Reproduce the listing verbatim from the line with "Query: white cloud" through the line with "M134 69L133 75L161 75L161 69L156 67L138 67Z", including both of those lines, and omit the pictures from your copy.

* * * * * * * * *

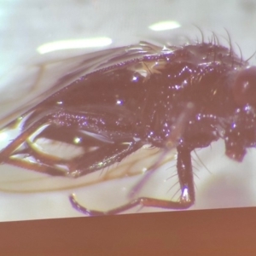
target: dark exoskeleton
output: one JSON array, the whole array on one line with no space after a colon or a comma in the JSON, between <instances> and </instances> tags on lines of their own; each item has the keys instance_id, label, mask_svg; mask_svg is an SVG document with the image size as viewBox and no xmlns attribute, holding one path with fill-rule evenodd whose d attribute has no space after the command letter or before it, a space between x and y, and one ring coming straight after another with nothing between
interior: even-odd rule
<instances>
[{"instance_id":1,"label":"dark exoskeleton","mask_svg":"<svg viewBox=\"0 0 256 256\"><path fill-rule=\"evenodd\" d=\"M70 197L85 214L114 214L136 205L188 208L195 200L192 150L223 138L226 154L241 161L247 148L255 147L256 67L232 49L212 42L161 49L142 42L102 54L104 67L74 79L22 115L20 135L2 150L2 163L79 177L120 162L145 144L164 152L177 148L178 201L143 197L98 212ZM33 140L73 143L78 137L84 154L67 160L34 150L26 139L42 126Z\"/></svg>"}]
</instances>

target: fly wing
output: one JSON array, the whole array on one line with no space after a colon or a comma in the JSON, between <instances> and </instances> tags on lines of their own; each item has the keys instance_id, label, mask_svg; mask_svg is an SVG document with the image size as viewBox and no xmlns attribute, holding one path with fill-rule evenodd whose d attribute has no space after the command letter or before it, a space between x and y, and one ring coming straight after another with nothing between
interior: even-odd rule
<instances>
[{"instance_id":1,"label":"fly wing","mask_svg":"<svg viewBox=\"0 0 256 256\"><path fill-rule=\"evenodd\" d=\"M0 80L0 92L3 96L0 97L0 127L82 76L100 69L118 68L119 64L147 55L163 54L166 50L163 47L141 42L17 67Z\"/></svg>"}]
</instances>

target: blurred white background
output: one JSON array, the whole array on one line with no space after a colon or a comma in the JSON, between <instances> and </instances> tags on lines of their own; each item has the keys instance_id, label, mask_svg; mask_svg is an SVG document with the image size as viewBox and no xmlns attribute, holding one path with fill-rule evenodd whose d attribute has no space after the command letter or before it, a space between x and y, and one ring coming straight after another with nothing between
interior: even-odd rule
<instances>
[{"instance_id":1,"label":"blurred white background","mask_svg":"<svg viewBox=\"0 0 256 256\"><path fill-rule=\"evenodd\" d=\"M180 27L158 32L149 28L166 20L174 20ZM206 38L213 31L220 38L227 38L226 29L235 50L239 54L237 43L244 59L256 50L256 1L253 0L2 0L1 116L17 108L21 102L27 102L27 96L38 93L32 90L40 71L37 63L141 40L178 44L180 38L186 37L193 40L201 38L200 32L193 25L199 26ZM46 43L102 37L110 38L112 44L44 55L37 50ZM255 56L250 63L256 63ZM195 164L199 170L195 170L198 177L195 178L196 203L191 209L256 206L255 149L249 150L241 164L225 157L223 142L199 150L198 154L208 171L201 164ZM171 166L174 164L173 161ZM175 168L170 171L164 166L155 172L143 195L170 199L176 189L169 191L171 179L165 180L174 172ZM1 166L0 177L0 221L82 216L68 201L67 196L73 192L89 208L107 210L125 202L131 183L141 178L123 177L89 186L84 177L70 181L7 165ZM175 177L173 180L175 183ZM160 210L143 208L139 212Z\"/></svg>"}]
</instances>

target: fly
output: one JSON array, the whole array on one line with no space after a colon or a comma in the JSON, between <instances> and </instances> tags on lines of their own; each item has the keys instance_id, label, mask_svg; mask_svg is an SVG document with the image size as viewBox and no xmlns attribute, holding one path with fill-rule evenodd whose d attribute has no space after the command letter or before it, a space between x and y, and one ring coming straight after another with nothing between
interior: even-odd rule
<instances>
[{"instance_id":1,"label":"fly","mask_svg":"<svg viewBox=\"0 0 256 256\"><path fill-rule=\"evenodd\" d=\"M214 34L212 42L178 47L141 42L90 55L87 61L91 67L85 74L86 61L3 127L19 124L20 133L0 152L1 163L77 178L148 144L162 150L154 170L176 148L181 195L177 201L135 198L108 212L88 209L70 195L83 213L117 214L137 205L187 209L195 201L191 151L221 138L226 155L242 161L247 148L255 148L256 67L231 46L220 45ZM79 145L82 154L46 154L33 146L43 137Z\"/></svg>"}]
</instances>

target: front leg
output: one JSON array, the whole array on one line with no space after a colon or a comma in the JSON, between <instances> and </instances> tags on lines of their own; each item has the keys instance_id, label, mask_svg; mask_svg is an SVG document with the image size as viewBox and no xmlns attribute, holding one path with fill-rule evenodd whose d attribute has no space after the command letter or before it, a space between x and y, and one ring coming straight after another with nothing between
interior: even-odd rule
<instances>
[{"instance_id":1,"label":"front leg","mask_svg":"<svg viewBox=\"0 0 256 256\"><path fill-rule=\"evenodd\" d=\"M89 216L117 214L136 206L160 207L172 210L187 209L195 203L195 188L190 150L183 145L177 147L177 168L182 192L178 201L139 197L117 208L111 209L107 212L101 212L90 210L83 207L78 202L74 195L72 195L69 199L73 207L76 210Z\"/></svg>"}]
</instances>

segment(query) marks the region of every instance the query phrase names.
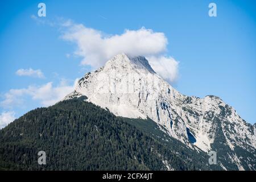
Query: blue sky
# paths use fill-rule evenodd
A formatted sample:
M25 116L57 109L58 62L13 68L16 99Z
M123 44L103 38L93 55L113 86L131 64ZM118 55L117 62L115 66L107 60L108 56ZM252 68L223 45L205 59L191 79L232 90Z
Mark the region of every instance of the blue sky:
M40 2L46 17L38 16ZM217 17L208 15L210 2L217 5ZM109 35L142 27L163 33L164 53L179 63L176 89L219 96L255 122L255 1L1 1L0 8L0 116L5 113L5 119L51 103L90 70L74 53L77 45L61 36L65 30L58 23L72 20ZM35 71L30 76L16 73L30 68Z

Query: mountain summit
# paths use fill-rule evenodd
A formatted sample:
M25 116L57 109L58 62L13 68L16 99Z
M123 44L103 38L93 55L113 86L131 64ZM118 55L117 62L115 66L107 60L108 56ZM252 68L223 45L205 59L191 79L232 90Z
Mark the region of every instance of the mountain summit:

* * * * * * * * *

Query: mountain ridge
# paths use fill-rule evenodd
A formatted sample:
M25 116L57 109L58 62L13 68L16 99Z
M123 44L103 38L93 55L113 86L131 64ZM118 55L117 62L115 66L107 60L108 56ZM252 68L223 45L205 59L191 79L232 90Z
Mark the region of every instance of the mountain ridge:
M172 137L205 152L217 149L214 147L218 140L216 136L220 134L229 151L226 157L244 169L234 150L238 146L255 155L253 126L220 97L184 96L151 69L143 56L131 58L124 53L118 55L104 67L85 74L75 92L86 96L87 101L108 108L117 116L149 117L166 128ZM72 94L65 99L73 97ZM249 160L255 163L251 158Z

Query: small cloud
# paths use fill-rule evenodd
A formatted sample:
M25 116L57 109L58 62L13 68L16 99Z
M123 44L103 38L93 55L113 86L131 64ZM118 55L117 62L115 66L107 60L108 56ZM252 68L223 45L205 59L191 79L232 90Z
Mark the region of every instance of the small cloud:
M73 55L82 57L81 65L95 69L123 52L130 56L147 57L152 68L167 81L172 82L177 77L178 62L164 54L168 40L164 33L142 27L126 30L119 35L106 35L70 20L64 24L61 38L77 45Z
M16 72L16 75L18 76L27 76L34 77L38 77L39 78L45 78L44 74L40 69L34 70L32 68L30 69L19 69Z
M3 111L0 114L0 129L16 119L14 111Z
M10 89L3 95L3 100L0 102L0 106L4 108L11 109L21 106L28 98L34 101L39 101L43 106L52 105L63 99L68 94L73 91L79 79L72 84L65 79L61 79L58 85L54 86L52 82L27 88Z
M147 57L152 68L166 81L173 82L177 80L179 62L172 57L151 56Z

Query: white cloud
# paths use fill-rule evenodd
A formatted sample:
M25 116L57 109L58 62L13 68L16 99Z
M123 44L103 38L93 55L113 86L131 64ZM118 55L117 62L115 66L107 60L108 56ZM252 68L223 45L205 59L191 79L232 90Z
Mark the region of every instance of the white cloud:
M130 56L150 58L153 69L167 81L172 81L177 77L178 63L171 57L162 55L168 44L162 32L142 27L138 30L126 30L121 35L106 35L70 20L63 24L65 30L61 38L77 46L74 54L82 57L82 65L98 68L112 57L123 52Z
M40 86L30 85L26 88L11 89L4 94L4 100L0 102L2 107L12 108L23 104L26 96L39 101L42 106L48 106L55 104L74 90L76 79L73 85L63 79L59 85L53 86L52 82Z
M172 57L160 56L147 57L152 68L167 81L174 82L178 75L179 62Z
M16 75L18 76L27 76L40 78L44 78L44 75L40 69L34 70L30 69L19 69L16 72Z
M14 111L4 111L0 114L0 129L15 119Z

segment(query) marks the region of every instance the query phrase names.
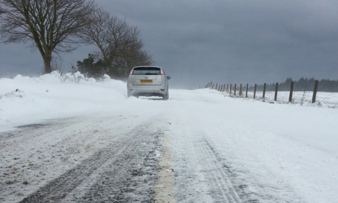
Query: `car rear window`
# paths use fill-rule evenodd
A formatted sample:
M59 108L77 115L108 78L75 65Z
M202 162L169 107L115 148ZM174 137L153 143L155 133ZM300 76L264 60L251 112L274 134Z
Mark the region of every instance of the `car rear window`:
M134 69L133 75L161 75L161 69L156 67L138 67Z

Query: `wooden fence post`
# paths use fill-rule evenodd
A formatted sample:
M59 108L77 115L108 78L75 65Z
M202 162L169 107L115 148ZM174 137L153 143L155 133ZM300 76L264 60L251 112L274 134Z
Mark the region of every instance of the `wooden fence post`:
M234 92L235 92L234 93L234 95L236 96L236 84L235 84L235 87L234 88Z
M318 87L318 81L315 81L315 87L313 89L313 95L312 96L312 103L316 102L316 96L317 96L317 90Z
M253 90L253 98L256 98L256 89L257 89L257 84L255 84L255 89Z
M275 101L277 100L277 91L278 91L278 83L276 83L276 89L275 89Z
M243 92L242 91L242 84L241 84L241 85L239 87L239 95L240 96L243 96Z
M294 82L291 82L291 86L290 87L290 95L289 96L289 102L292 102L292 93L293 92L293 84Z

* * * * * * * * *

SOLUTION TO THE PROBLEM:
Query: white cloud
# paths use fill-rule evenodd
A formatted sample:
M25 116L57 109L58 62L13 68L16 99Z
M123 44L103 38L93 55L113 86L131 64ZM118 55L117 62L115 66L107 60L108 56ZM252 68L223 45L205 59L191 79L232 90Z
Mark the region of every instance of the white cloud:
M130 56L150 58L153 69L167 81L172 81L177 77L178 63L171 57L162 55L168 44L162 32L142 27L138 30L126 30L121 35L106 35L70 20L63 24L65 30L61 38L77 46L74 54L82 57L82 65L98 68L112 57L123 52Z
M40 86L30 85L26 88L11 89L4 94L4 100L0 102L2 107L12 108L23 104L26 96L39 101L42 106L48 106L55 104L74 90L76 79L73 85L63 79L59 85L53 86L52 82Z
M172 57L160 56L147 57L152 68L167 81L174 82L178 75L179 62Z
M16 75L18 76L27 76L40 78L44 78L44 75L40 69L34 70L30 69L19 69L16 72Z
M14 111L4 111L0 114L0 129L15 119Z

segment(query) marks the region of every instance the query phrase names.
Query: `car rear window`
# paths use fill-rule evenodd
A formatted sample:
M59 108L77 115L108 78L75 65Z
M202 162L169 107L115 148ZM174 137L153 143L155 133ZM300 76L264 60L251 112L274 134Z
Mark the region of every instance of the `car rear window`:
M134 69L133 75L161 75L161 69L156 67L138 67Z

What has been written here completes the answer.